**Set exercise:** Resume the article below on the Blues' shootout win over the Blackhawks, writing on from its final sentence.

**Passage:**

** BEGIN **

Wednesday, March 9, 2016

Blackhawks rally late, Blues win in SO

Shattenkirk goal in sixth round pulls 
St. Louis to within one point of Central Division lead

ST. LOUIS -- Knowing his failed clearing attempt led the game-tying goal Wednesday night, Blues defenseman Kevin Shattenkirk wanted redemption.

He got it in the sixth round of the shootout that helped the Blues earn a second point they felt they deserved from the get-go.

Imagine if the intensity of Wednesday's game can duplicate or be better when the Blues and Chicago Blackhawks play in the 2017 Bridgestone Winter Classic, which was officially awarded to St. Louis and Busch Stadium on Wednesday?
(St. Louis Blues photo)
Blues right wing Troy Brouwer (left) moves in to win a puck battle with
Blackhawks defenseman Duncan Keith Wednesday at Scottrade Center.

Shattenkirk's shootout goal helped the Blues defeat the Blackhawks 3-2 at Scottrade Center before 19,756. 

Shattenkirk beat Chicago goalie Corey Crawford with a wrist shot high to the glove side, and Teuvo Teravainen hit the post trying to tie it for the Blackhawks, who got shootout goals from Artemi Panarin and Artem Anisimov. The Blues got shootout goals from Patrik Berglund and Troy Brouwer.

But it was Shattenkirk's outlet feed that was picked off at the blue line by Blackhawks defenseman Duncan Keith that led to Artemi Panarin's game-tying goal with 1:17 remaining to help Chicago get a point.

** END **

**Source excerpt:**
** BEGIN **

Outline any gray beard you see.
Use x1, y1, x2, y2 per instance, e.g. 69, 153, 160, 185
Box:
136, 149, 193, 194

** END **

**Result below:**
Scoring in the shootout helped ease some of the tension in the immediate aftermath.

"When I think about that play, it was one where I tried to make a pass to (Vladimir Tarasenko), I handcuffed him with a bad pass," Shattenkirk said. "At that point, it's easy for Keith to keep that puck in. He's got a guy on top of 'Vladi' and he's got all the time in the world. I was a little upset with myself just making kind of a little bit of a panicky play there. But we were able to get back on top of it.

"When there's a minute and a half left, you can kind of get down and I think we were able to finish that period and move into overtime."

And after an overtime in which both teams had quality scoring opportunities, Shattenkirk was able to learn from Brouwer, who scored in the fifth round.

"I think after seeing Troy go, and (Crawford) seemed to give Troy that half of the net, I felt like if I came in at that same angle, I would have to make (Crawford) guess," said Shattenkirk, who came 0-for-6 this season. "And if he gave me that same shot, I was going to take it. But he seemed to be right back in position, so I just tried to freeze him and get the puck above his glove as quickly as possible." 

David Backes and Brouwer scored power-play goals in the third period, and Jake Allen made 33 saves for the Blues (39-20-9), who won their fourth straight and are one point behind the Blackhawks (41-21-6) and Dallas Stars in the Central Division. 

"I thought we played really well," Blues coach Ken Hitchcock said. I thought we played great in the second period and couldn’t get the first one. We kept up the pressure. The two power-play goals were great. We earned the power plays. … I thought the second period, I can’t say enough about the second period, I thought we played the way we want to play offensively — we created a lot of chances because of it."

Andrew Ladd scored a second-period power-play goal for the Blackhawks, and Crawford made 28 saves.

Ladd thought he had the game-winning goal with 2:52 left in overtime when he followed up Tomas Fleischmann's original shot, but it immediately was waved off because Ladd contacted Allen in the crease before the puck crossed the goal line.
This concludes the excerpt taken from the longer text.